* **Texte de l'exercice**:
Comment les sociétés utilisent la Suisse pour diminuer leurs impôts

Comment les sociétés utilisent la Suisse pour diminuer leurs impôts

Par Alexis Favre

 

La Suisse est une destination incontournable sur la carte de la planification fiscale des entreprises multinationales. Véritables sorciers de la taxation, les meilleurs conseillers leur offrent leurs services d’ingénierie fiscale. Ils sont aidés par des régimes cléments et des autorités fiscales réputées souples. La pression internationale augmente et les règles vont se durcir pour cette industrie qui va devoir se réinventer

 

Chez Toto, sa cantine de la Seefeldstrasse, Marcus Desax, 66 ans cette année, ressemble à un notable comme les autres: cheveux gris, ­lunettes cerclées et costume bleu, devant une entrée de haricots verts. De l’autre côté de la rue, derrière la façade de verre du cabinet Walder Wyss, il est un champion de l’optimisation fiscale des entreprises.

Ancien président de l’Association suisse de droit fiscal, président honoraire de l’Association fiscale internationale (IFA), le Zurichois est décrit par un confrère comme «un grand nom de la doctrine», présenté comme une «figure très célèbre» du litige fiscal par le guide World Tax de la référentielle International Tax Review. Affable, cet as du conseil fiscal ne dévoilera jamais l’identité de ses clients. Tout juste comprendra-t-on qu’une multinationale de la ­téléphonie ou un géant pharma, «probablement le plus gros contribuable de son canton», en font ­partie.

Marcus Desax et les meilleurs de ses confrères sont essentiels pour les milliers de multinationales basées en Suisse, pour les dizaines de milliers qui y ont installé une succursale. Parce qu’il fait bon vivre en Suisse et que les conditions-cadres y sont excellentes, certes, mais surtout parce que leur présence helvétique permet aux multinationales de réduire drastiquement leur facture fiscale.

Notre enquête le montre, la Suisse est une destination incontournable sur la carte de la planification fiscale des multinationales. Une pratique souvent légitime, mais devenue injustifiable sur la scène internationale quand elle est jugée agressive, au point d’être désormais dans la ligne de mire de l’OCDE et du G20.

La Suisse fait partie, au même ­titre que l’Irlande ou les Pays-Bas, de ce qu’une source appelle les pays du «deuxième cercle». A mi-chemin ­entre les grands Etats à fiscalité lourde et les paradis fiscaux exotiques, ce sont de petites juridictions rendues très attractives par la clémence de leurs régimes d’imposition, la souplesse de leur administration, la compétence de leurs conseillers fiscaux.

* **Consigne**: D'après le texte sur la fiscalité des multinationales en Suisse, quels pays font partie, au même titre que la Suisse, des pays du « deuxième cercle » ?

[Données de pointage de régions]

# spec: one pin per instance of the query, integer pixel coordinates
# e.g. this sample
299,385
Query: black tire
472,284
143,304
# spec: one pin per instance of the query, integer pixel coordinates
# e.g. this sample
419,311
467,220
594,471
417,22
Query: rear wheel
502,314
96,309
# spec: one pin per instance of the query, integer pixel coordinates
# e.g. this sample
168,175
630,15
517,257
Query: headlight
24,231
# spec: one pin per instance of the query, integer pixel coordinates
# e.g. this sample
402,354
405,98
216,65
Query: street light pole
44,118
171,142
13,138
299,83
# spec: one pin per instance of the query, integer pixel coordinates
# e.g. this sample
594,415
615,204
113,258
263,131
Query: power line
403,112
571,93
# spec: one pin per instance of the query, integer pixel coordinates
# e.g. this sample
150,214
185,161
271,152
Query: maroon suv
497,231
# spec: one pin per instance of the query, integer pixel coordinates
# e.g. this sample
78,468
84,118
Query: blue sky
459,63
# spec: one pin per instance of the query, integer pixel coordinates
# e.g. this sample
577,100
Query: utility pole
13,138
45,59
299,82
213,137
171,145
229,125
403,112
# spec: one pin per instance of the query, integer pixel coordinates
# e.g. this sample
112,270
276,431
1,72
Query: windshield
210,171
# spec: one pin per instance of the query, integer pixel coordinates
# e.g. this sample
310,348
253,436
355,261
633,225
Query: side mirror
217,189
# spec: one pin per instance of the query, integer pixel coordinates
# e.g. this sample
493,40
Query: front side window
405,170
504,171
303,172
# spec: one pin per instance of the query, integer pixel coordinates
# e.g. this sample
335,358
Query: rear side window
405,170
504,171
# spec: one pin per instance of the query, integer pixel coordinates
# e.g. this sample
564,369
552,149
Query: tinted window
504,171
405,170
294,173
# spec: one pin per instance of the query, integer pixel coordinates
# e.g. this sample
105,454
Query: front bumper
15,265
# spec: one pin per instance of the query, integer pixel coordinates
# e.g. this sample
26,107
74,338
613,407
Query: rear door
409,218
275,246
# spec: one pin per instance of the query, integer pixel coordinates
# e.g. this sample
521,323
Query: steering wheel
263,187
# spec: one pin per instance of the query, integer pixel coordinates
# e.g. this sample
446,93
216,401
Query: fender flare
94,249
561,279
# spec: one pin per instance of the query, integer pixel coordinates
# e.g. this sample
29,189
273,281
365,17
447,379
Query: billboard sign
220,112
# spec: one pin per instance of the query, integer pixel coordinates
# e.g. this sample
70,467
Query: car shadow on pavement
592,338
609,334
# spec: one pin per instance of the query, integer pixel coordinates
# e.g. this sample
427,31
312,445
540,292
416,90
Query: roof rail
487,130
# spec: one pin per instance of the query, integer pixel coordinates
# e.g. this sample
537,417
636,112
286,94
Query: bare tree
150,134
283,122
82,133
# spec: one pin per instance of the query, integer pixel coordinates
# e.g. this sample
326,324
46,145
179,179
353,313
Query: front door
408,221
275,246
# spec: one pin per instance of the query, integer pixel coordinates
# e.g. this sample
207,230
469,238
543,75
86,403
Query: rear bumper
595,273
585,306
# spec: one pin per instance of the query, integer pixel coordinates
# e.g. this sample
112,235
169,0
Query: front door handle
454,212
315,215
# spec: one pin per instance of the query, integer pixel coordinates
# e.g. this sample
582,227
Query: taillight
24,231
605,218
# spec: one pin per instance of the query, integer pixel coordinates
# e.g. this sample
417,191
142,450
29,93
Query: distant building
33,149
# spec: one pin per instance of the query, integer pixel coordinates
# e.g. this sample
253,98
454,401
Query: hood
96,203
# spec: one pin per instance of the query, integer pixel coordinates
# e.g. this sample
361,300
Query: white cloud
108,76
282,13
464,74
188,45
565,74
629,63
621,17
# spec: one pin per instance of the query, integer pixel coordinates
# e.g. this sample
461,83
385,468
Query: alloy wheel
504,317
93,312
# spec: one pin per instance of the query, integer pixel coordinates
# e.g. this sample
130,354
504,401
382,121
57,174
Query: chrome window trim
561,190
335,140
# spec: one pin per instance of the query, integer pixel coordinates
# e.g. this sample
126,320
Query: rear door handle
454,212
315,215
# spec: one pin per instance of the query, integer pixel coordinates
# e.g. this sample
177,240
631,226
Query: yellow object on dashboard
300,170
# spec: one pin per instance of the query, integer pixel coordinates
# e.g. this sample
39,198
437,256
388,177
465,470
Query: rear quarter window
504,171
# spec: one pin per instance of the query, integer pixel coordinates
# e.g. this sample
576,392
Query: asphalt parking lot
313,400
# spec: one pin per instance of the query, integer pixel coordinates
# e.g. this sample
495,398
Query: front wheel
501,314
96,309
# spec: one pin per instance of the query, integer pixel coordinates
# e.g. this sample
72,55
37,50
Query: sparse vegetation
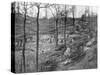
54,42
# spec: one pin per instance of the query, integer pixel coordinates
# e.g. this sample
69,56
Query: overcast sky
79,10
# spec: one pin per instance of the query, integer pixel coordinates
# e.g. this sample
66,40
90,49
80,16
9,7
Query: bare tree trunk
23,53
37,38
65,31
56,35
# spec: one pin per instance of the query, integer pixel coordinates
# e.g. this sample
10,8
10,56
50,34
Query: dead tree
39,6
73,14
56,18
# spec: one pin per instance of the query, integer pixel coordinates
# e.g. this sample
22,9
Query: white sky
78,12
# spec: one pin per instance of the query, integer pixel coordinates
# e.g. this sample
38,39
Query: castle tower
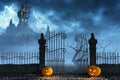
92,45
23,14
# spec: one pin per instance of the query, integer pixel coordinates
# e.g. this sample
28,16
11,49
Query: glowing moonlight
47,71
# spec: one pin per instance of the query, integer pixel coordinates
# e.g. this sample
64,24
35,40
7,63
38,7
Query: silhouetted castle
21,35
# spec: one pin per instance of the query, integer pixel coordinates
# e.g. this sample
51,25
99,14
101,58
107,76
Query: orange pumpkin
47,71
94,71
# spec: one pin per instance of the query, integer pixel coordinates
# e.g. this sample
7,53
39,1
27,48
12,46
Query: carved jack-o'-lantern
94,71
47,71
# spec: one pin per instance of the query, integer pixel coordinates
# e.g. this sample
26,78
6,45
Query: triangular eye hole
90,69
94,70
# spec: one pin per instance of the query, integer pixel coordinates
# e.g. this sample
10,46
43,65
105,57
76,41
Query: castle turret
23,14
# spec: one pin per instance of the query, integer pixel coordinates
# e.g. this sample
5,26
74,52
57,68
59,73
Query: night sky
101,17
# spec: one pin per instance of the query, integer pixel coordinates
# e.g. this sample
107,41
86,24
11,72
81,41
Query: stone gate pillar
92,48
42,43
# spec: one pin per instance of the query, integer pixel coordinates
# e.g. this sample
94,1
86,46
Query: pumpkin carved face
94,71
47,71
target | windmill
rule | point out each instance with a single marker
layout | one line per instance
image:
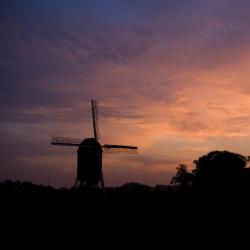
(89, 153)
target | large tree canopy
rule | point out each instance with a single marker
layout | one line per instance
(220, 171)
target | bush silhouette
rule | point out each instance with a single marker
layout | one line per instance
(220, 173)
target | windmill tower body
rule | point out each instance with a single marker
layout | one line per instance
(89, 162)
(89, 153)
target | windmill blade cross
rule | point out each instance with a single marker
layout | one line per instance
(94, 105)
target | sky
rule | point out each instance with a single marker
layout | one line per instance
(172, 77)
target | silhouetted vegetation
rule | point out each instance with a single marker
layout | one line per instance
(217, 175)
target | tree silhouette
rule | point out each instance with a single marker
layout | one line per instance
(182, 178)
(220, 172)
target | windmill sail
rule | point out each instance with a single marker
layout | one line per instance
(64, 141)
(110, 148)
(94, 104)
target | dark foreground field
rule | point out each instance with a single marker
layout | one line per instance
(130, 213)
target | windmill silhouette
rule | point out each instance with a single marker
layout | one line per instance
(89, 153)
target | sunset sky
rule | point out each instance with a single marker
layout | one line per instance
(172, 77)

* **Corrigé**: L'Irlande et les Pays-Bas.